*Do this*: Copy the lines of the records below word for word, starting at the line containing "of the plant" and ending at the line containing "x=349, y=366", including both of those lines.

── Excerpted data

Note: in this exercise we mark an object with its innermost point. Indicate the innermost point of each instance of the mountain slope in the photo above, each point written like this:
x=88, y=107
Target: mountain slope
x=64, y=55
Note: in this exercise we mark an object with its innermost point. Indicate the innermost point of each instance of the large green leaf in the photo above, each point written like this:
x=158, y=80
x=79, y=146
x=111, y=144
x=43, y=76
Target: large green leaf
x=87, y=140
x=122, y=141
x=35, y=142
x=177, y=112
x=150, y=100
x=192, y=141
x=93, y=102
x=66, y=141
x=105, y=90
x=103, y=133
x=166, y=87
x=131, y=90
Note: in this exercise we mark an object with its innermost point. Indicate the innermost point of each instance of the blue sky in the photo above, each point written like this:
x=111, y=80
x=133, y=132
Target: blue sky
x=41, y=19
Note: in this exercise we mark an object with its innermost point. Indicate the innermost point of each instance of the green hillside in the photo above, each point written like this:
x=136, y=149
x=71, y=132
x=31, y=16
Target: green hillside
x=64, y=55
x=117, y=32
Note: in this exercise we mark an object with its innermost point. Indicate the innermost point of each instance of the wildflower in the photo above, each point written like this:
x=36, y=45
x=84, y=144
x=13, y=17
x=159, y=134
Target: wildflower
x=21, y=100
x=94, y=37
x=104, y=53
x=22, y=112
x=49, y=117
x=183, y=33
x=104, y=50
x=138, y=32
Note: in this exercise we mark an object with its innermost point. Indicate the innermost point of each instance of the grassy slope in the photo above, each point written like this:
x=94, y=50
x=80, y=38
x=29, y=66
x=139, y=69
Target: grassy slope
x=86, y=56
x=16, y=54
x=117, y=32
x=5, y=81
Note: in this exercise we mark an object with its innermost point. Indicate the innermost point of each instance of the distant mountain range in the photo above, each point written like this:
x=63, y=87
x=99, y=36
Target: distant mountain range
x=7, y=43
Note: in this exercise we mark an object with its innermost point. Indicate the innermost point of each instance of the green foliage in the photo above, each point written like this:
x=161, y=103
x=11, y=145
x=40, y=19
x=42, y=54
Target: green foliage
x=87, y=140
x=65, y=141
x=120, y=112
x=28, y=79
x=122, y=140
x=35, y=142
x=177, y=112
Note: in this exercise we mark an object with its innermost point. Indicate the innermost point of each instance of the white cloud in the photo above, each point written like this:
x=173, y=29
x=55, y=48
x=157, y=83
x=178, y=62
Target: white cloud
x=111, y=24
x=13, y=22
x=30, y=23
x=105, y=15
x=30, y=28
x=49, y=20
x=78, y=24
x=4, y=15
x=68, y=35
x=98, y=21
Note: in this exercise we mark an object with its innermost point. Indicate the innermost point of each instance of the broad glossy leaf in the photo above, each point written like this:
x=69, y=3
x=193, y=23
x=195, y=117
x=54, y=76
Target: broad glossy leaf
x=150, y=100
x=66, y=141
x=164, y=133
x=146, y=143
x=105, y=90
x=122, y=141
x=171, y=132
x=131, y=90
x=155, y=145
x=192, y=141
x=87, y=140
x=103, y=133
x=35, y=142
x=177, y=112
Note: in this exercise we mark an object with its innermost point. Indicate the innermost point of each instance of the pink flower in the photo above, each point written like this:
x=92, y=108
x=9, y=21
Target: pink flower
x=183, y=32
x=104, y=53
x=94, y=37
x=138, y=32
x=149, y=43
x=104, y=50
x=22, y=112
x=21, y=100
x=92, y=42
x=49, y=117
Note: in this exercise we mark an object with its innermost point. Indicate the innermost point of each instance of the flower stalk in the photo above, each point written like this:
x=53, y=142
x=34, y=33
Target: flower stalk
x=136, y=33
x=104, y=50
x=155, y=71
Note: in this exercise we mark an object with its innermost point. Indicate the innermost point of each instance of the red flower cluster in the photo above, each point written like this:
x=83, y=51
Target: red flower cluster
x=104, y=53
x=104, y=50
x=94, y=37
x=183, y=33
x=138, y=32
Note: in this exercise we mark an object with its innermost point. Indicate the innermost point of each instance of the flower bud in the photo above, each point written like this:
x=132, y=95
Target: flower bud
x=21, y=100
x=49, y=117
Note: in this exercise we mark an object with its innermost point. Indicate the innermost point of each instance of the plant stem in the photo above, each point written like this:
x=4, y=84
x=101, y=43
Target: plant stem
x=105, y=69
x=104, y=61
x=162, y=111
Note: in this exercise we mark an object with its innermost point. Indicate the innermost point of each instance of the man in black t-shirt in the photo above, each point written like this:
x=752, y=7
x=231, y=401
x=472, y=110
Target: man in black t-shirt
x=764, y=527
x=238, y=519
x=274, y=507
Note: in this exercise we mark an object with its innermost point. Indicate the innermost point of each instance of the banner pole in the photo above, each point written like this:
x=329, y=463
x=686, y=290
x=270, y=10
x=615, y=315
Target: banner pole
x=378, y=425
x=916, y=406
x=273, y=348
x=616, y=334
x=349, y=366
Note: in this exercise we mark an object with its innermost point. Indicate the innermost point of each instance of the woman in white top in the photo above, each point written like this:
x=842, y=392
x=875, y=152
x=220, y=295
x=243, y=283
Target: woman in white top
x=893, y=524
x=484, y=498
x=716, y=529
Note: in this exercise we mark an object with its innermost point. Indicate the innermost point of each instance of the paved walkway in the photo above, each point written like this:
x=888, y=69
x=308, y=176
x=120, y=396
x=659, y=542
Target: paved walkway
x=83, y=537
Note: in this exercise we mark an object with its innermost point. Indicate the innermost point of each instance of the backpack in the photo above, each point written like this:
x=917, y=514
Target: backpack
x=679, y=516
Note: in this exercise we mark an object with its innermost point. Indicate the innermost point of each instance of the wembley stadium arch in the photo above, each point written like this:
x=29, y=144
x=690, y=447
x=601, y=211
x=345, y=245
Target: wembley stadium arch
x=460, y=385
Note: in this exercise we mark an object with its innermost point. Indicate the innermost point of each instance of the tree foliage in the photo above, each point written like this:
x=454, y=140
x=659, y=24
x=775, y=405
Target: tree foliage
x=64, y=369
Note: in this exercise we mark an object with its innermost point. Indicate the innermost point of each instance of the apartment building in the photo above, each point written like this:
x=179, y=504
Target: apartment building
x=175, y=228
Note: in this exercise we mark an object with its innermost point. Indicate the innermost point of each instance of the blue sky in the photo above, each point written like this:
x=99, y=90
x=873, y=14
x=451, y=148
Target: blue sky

────

*Answer in full*:
Note: in this exercise we mark an object with its innermost point. Indicate the innermost point of each instance of the plant stem in the photo above, each point written like this:
x=4, y=84
x=101, y=43
Target: plant stem
x=105, y=69
x=104, y=61
x=162, y=111
Note: in this exercise we mark an object with its innermost point. Indicate the innermost point of each instance of the man in black t-shirt in the photo above, each point written like this:
x=752, y=7
x=231, y=401
x=472, y=110
Target: man in black t-shirt
x=764, y=527
x=238, y=519
x=274, y=507
Note: in this exercise we mark an object with its innermost point. Indicate the innermost point of each instance of the banner pole in the photo above, each point written like this:
x=329, y=463
x=686, y=290
x=270, y=10
x=615, y=315
Target: banner pole
x=378, y=425
x=916, y=406
x=273, y=348
x=616, y=334
x=349, y=366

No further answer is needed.